+++ Data records
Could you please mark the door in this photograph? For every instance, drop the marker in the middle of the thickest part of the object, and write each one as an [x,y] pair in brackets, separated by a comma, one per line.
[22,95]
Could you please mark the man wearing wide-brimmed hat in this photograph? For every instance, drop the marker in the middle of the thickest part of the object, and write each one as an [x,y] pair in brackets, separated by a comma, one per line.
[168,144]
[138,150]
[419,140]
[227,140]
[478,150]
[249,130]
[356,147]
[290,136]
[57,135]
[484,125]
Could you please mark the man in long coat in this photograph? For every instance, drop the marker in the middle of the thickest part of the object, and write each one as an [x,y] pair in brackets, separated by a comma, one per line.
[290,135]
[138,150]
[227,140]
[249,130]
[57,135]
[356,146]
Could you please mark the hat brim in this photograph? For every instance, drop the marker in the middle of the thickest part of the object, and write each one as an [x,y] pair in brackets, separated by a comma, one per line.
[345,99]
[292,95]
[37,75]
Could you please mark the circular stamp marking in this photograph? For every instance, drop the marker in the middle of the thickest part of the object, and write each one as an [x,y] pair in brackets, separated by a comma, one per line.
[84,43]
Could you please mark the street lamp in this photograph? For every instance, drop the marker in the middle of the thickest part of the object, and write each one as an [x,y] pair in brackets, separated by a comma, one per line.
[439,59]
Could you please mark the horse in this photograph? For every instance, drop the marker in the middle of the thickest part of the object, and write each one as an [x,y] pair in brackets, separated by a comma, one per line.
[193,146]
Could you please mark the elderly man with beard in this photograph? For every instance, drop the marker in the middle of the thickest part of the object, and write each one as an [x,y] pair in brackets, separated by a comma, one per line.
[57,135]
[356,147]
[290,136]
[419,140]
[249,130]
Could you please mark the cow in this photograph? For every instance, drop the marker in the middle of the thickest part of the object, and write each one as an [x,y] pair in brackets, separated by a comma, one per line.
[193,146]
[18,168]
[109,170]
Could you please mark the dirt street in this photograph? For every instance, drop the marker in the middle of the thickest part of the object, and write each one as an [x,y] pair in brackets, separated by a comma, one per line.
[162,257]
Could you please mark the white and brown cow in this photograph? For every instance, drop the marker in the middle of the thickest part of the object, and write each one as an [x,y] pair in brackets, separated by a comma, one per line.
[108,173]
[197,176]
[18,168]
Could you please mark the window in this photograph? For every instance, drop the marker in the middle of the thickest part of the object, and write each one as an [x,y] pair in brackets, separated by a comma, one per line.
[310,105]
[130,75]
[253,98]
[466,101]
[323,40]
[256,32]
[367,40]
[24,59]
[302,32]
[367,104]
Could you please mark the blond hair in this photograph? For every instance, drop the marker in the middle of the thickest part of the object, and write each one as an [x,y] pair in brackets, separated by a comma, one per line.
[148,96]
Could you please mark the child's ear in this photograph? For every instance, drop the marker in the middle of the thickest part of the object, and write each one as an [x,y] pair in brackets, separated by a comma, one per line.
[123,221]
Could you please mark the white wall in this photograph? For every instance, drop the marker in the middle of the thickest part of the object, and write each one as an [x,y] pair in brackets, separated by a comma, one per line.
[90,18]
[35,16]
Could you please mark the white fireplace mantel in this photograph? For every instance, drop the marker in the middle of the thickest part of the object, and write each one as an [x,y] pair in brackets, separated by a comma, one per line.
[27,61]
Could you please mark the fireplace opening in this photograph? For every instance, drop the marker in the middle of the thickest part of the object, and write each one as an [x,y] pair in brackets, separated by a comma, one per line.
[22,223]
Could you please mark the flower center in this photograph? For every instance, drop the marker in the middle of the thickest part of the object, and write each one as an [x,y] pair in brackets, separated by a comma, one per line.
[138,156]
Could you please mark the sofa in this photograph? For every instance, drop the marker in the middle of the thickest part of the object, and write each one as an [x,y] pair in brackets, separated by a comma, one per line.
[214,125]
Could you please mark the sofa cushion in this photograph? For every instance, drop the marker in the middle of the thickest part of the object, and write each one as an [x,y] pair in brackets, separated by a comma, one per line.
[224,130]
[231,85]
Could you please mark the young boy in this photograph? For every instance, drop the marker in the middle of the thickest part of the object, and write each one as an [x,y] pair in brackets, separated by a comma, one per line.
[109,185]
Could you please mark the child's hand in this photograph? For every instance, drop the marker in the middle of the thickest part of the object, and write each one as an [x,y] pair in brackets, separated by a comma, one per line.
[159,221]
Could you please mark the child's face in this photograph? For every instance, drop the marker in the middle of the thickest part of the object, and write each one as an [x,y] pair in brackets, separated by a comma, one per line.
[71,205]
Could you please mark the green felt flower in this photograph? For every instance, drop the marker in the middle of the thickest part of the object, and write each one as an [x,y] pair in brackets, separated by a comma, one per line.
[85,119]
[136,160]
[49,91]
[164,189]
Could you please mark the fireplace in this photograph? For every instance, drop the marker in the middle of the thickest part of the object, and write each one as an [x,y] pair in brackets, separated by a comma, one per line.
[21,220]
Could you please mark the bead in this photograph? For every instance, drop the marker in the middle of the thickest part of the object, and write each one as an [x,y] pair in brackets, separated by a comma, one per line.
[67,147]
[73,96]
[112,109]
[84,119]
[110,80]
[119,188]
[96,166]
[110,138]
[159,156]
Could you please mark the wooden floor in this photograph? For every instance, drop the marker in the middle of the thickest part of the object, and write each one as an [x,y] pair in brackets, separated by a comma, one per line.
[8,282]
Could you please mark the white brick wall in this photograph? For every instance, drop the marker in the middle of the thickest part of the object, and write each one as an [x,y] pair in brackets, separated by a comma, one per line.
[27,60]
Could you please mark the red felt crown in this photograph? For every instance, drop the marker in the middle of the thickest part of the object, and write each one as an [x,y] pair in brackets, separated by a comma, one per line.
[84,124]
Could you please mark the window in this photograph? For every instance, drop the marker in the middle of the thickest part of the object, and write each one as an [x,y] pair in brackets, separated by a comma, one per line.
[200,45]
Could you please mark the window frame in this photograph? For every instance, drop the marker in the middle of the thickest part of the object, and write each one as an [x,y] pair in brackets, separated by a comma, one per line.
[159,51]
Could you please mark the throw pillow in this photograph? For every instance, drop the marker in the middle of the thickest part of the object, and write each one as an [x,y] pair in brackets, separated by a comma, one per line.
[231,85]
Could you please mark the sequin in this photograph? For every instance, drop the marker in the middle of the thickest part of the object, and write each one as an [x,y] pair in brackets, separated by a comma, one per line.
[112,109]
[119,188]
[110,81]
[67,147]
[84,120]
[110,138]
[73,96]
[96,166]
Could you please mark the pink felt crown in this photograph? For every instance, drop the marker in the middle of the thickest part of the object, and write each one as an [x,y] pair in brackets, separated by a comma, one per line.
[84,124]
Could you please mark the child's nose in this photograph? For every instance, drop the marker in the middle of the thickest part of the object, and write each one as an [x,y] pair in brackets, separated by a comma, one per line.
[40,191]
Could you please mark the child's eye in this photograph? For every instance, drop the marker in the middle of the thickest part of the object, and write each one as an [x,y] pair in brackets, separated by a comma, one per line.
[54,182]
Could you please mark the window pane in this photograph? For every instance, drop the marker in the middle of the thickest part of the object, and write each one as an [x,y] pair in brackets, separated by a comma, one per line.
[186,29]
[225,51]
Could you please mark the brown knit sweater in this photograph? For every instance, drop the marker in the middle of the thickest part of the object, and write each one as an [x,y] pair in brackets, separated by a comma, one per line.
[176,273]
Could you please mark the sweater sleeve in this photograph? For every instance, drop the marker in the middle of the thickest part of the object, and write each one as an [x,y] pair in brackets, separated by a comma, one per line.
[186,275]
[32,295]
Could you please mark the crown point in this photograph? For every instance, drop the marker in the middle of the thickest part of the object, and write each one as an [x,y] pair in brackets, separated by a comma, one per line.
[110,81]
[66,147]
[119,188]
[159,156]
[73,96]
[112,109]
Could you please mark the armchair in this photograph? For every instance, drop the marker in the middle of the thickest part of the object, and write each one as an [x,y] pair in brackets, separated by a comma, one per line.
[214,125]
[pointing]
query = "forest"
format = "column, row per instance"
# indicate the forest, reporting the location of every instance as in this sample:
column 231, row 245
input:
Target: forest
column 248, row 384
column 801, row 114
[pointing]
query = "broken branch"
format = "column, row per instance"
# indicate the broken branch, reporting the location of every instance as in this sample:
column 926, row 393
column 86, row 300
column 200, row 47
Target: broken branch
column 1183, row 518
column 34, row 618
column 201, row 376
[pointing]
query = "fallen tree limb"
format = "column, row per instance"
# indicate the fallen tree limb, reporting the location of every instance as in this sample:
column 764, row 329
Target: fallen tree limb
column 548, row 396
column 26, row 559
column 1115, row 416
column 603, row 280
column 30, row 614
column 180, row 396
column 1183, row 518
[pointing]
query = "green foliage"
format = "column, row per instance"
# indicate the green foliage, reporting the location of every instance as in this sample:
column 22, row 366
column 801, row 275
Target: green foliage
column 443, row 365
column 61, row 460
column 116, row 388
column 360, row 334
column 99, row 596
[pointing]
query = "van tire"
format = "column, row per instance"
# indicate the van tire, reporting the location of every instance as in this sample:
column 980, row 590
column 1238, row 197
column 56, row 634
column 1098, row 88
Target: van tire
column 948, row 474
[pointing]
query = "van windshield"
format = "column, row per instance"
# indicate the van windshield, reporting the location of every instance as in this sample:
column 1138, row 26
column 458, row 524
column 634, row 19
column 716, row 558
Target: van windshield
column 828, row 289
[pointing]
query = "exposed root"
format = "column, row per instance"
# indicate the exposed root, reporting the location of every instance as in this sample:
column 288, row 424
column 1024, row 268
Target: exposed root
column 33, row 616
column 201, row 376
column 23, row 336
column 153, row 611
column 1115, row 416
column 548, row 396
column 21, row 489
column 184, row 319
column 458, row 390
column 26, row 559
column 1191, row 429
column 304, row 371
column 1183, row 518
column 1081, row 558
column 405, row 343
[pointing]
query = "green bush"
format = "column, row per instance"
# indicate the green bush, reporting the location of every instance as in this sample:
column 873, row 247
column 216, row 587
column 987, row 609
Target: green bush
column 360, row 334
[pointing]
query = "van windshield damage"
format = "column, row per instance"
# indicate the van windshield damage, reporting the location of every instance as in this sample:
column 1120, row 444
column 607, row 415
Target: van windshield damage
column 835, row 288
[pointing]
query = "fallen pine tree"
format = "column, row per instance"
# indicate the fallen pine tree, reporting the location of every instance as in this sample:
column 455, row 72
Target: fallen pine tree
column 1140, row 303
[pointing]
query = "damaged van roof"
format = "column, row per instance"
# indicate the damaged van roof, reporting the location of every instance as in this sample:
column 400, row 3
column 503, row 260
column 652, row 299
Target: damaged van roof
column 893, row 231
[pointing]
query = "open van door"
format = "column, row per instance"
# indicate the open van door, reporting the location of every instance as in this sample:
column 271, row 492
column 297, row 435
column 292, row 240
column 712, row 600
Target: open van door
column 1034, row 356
++++++
Activity
The answer must consist of every line from the entries that holds the string "indicate".

Written solution
# indicate the forest, reporting the location of every instance as in this sample:
# indicate the broken branch, reporting the location of every instance as in this sample:
# indicate the fallen tree limb, reporting the location of every instance as in this sample:
# indicate the green foliage, reporting the location of every instance as in this sample:
# indicate the van tire, reporting the location of every instance as in this sample:
# indicate the van windshield, reporting the location of every instance as in this sample:
# indicate the exposed root, reporting the location of every instance as in this sample:
# indicate the green bush, reporting the location of every instance as in this sample:
# indicate the van windshield damage, reporting the location of every instance as in this sample:
# indicate the fallen pine tree, reporting the location of every instance as in this sample:
# indicate the damaged van roof, reporting the location of every instance as in this sample:
# indicate the open van door, reporting the location of every instance as in this sample:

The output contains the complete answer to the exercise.